» TASK GOAL: Repeat every one of the items below word for word, omitting the pictures.

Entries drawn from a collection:
[Begin]
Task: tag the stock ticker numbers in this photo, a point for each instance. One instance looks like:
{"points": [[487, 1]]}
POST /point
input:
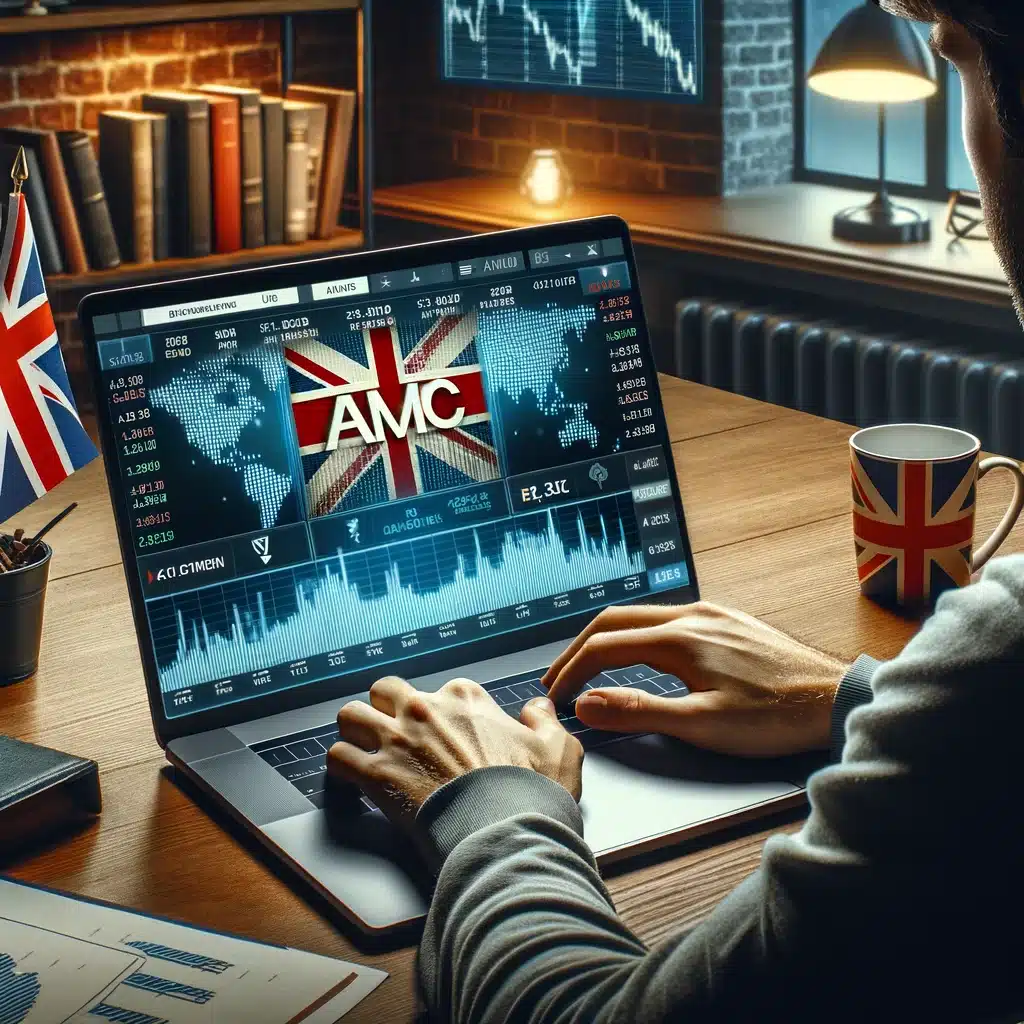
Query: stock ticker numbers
{"points": [[361, 479], [135, 433]]}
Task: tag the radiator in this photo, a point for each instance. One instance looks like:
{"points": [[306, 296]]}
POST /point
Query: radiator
{"points": [[849, 375]]}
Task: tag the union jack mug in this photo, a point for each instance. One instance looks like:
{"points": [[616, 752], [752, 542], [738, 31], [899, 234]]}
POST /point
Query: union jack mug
{"points": [[913, 507]]}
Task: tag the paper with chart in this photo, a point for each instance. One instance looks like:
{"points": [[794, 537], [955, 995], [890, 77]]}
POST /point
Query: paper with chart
{"points": [[65, 960]]}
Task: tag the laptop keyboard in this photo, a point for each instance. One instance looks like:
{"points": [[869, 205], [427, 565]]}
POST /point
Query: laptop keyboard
{"points": [[301, 757]]}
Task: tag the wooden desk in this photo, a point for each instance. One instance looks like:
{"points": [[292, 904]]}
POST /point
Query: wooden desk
{"points": [[767, 494]]}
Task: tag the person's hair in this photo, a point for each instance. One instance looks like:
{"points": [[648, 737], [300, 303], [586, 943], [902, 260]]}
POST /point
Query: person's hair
{"points": [[997, 26]]}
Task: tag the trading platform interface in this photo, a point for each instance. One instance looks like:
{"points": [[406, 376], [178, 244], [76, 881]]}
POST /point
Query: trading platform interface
{"points": [[346, 474]]}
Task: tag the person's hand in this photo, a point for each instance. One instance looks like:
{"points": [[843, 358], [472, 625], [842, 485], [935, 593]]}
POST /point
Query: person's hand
{"points": [[404, 744], [754, 691]]}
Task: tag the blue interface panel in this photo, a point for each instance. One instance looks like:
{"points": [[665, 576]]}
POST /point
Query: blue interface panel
{"points": [[626, 47], [352, 473]]}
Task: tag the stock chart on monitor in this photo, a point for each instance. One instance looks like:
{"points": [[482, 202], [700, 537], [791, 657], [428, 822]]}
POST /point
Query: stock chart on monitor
{"points": [[645, 47], [348, 473]]}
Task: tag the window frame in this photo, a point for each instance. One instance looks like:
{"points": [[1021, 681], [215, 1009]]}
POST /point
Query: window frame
{"points": [[936, 131]]}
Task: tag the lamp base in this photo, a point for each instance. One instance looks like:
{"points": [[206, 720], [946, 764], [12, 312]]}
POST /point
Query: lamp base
{"points": [[882, 222]]}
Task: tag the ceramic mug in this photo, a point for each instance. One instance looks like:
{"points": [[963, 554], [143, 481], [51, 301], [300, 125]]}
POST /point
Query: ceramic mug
{"points": [[913, 508]]}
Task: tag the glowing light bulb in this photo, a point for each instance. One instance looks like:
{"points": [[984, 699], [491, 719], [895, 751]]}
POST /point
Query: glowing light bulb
{"points": [[546, 178]]}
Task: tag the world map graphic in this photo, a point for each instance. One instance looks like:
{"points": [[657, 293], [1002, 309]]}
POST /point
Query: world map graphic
{"points": [[221, 402], [18, 991]]}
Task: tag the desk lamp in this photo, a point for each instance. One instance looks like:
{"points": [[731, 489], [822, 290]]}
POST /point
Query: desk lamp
{"points": [[873, 57]]}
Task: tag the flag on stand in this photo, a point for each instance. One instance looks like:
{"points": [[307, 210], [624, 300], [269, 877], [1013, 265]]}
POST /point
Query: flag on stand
{"points": [[42, 440]]}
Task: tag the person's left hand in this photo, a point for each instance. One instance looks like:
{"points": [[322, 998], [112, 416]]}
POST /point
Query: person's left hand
{"points": [[404, 743]]}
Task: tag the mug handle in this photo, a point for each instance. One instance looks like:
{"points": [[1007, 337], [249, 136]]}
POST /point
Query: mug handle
{"points": [[1001, 531]]}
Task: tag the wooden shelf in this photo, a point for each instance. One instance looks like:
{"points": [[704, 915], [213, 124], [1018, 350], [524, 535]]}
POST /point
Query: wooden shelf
{"points": [[136, 273], [787, 227], [115, 15]]}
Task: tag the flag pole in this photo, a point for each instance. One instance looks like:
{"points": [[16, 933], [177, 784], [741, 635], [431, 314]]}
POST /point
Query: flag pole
{"points": [[19, 172]]}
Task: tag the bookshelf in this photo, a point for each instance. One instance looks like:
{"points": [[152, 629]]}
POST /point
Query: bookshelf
{"points": [[86, 17], [116, 15], [137, 273]]}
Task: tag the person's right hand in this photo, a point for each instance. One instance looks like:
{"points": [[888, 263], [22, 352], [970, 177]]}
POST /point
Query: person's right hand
{"points": [[754, 691]]}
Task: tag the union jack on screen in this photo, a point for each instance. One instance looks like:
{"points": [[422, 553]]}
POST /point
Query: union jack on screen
{"points": [[388, 359], [913, 525], [42, 440]]}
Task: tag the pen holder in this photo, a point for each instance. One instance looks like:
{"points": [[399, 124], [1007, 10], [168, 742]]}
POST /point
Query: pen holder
{"points": [[23, 594]]}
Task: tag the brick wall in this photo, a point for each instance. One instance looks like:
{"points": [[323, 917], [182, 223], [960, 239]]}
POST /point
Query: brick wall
{"points": [[427, 128], [65, 79], [757, 102]]}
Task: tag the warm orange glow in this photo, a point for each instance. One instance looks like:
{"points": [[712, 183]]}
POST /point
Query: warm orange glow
{"points": [[545, 179], [866, 86]]}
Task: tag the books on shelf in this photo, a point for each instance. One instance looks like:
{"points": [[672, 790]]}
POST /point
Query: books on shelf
{"points": [[89, 198], [188, 168], [315, 133], [340, 109], [225, 173], [296, 172], [272, 125], [211, 170], [247, 107], [126, 164]]}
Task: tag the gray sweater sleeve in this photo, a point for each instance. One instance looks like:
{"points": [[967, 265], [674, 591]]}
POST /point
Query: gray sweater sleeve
{"points": [[854, 690], [893, 902]]}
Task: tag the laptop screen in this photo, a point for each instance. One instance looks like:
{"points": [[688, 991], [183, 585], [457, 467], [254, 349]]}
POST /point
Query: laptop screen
{"points": [[337, 477]]}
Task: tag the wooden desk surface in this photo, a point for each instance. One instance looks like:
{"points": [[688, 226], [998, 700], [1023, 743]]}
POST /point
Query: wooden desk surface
{"points": [[766, 492], [787, 226]]}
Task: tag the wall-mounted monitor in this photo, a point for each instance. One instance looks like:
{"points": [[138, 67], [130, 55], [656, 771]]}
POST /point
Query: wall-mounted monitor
[End]
» RESULT BELOW:
Task: tag the stock ticker numbers in this photo, a point for each instance. One instance looks like:
{"points": [[487, 1]]}
POST /point
input:
Query: stock ticker numbers
{"points": [[361, 479], [135, 433]]}
Task: tag the radiator in this photo, a point for each instance. One instance looks like:
{"points": [[306, 296]]}
POST /point
Query: radiator
{"points": [[849, 375]]}
Task: tag the union jack mug in this photo, a point for each instance. One instance looks like:
{"points": [[616, 752], [752, 542], [738, 31], [899, 234]]}
POST /point
Query: union jack mug
{"points": [[913, 507]]}
Task: tag the paper with chart in this photo, a point for each instance. One instance looks like:
{"points": [[794, 537], [955, 995], [890, 77]]}
POST /point
Query: paper with chart
{"points": [[65, 960]]}
Task: tag the laptop keyboard in this photo, a point for each instance. One instance looks like:
{"points": [[869, 205], [427, 565]]}
POST /point
Query: laptop keyboard
{"points": [[301, 757]]}
Task: tag the wooden desk in this photo, a point for each instance. One instance looks like:
{"points": [[292, 904]]}
POST /point
Query: wooden desk
{"points": [[767, 494]]}
Task: tag the person's hair in this photo, a point for each instance. One instance looks like:
{"points": [[648, 737], [300, 303], [586, 943], [902, 260]]}
POST /point
Query: person's hair
{"points": [[997, 26]]}
Task: tag the trading platform interface in this photo, a point for each instance. One instance looks like:
{"points": [[406, 376], [178, 244], [76, 881]]}
POST /point
Query: trading platform interface
{"points": [[346, 474]]}
Task: tag the person's hand in this photo, a point for each instance. One instance looks like:
{"points": [[843, 358], [472, 625], [842, 485], [935, 593]]}
POST /point
Query: person's hand
{"points": [[404, 744], [754, 691]]}
Task: tag the blue interface panel in this photo, a point for each instance. One instance looks like:
{"points": [[665, 576]]}
POST /point
Query: blue interface panel
{"points": [[626, 47], [352, 473]]}
Task: tag the stock chart on monitor in this photo, a point for each instance. One instance looks like:
{"points": [[482, 202], [700, 537], [791, 657], [428, 822]]}
POST /point
Query: stock chart on monitor
{"points": [[645, 47], [348, 473]]}
Task: tag the window frame in this photo, a point for each instance. One instance looks like:
{"points": [[1021, 681], [215, 1009]]}
POST /point
Query: window frame
{"points": [[936, 131]]}
Task: tag the lamp base in this photo, a point for each instance. One instance looks like:
{"points": [[206, 720], [946, 764], [12, 312]]}
POST /point
Query: lamp base
{"points": [[882, 222]]}
Task: tag the ceramic mug in this photo, a point for each instance. One instance looks like:
{"points": [[963, 554], [143, 481], [51, 301], [300, 125]]}
POST /point
Query: ceramic mug
{"points": [[913, 508]]}
Task: tag the glowing light bulb in this photo, a point for each instance. One instance looks like:
{"points": [[984, 699], [491, 719], [895, 751]]}
POST /point
Query: glowing light bulb
{"points": [[546, 178]]}
Task: tag the world map graphic in this photo, a point for each instance. One instance looks like:
{"points": [[657, 293], [1002, 309]]}
POST /point
Query: world map graphic
{"points": [[221, 402], [18, 991]]}
Task: tag the desk lamp in this photo, a point for each instance. One instance looks like:
{"points": [[731, 489], [822, 290]]}
POST /point
Query: desk lamp
{"points": [[873, 57]]}
Task: tag the flag on stand in this photo, a point for each instance. One instance looks like:
{"points": [[307, 210], [624, 300], [269, 877], [1013, 265]]}
POST /point
Query: flag on stand
{"points": [[42, 440]]}
Task: tag the person's left hand in this photo, a point for each instance. One instance looks like:
{"points": [[322, 998], [112, 416]]}
POST /point
Query: person's left hand
{"points": [[404, 743]]}
Task: tag the mug handle in this photo, a point for each instance. One instance looks like:
{"points": [[1007, 337], [249, 136]]}
POST /point
Query: mug handle
{"points": [[1001, 531]]}
Task: tag the wooden shelf in this photo, a point for each instance. One instance looks like:
{"points": [[704, 915], [213, 124], [1018, 350], [524, 535]]}
POST /point
Query: wooden shelf
{"points": [[136, 273], [787, 227], [115, 15]]}
Task: tag the flag pole in this photo, a point for each instance. One instance looks like:
{"points": [[16, 933], [177, 784], [741, 635], [431, 314]]}
POST /point
Query: flag pole
{"points": [[19, 172]]}
Task: tag the bookshelf in this photo, a point for each instance. One instance looks like:
{"points": [[152, 629]]}
POST /point
Query: bookshelf
{"points": [[86, 17], [116, 15], [137, 273]]}
Task: tag the person's right hand in this photo, a point for each instance. One instance looks like:
{"points": [[888, 263], [22, 352], [970, 177]]}
POST /point
Query: person's right hand
{"points": [[754, 691]]}
Task: tag the union jack on screen in this photo, a point for each instance. One instance looks like:
{"points": [[422, 553]]}
POST /point
Query: union jack on screen
{"points": [[388, 359], [913, 525], [42, 440]]}
Task: tag the pen holder in this photo, a point for each instance. One instance looks like:
{"points": [[399, 124], [1007, 10], [168, 742]]}
POST /point
Query: pen holder
{"points": [[23, 594]]}
Task: tag the brick wall in this photo, a point for each instance. One instance looks like:
{"points": [[323, 917], [182, 223], [960, 239]]}
POST /point
Query: brick wall
{"points": [[427, 128], [65, 79], [757, 102]]}
Task: tag the warm orange glow in this photo, a point for each instance. One instance looks like:
{"points": [[712, 183]]}
POST /point
Query: warm orange glow
{"points": [[545, 179], [866, 86]]}
Task: tag the books on shelf in this photo, a point for each instance. One instance looks like:
{"points": [[672, 790]]}
POST /point
Query: books on shelf
{"points": [[89, 198], [188, 168], [315, 133], [340, 109], [225, 173], [296, 172], [272, 125], [211, 170], [247, 107], [126, 164]]}
Task: tag the gray sweater sleeve in this photo, a point for each instance. One instance looks like:
{"points": [[967, 265], [674, 591]]}
POST /point
Query: gray sweater sleeve
{"points": [[854, 690], [893, 902]]}
Task: tag the laptop screen in this photo, a point for each instance. One instance looks like:
{"points": [[688, 991], [183, 585], [457, 467], [254, 349]]}
POST /point
Query: laptop screen
{"points": [[337, 477]]}
Task: tag the wooden desk surface in this photo, a point for each instance. One instance looks like:
{"points": [[688, 226], [998, 700], [1023, 743]]}
POST /point
Query: wooden desk surface
{"points": [[766, 492], [787, 226]]}
Task: tag the wall-mounted monitor in this photo, a point for each instance. One instance looks like:
{"points": [[138, 67], [130, 55], [656, 771]]}
POST /point
Query: wall-mounted monitor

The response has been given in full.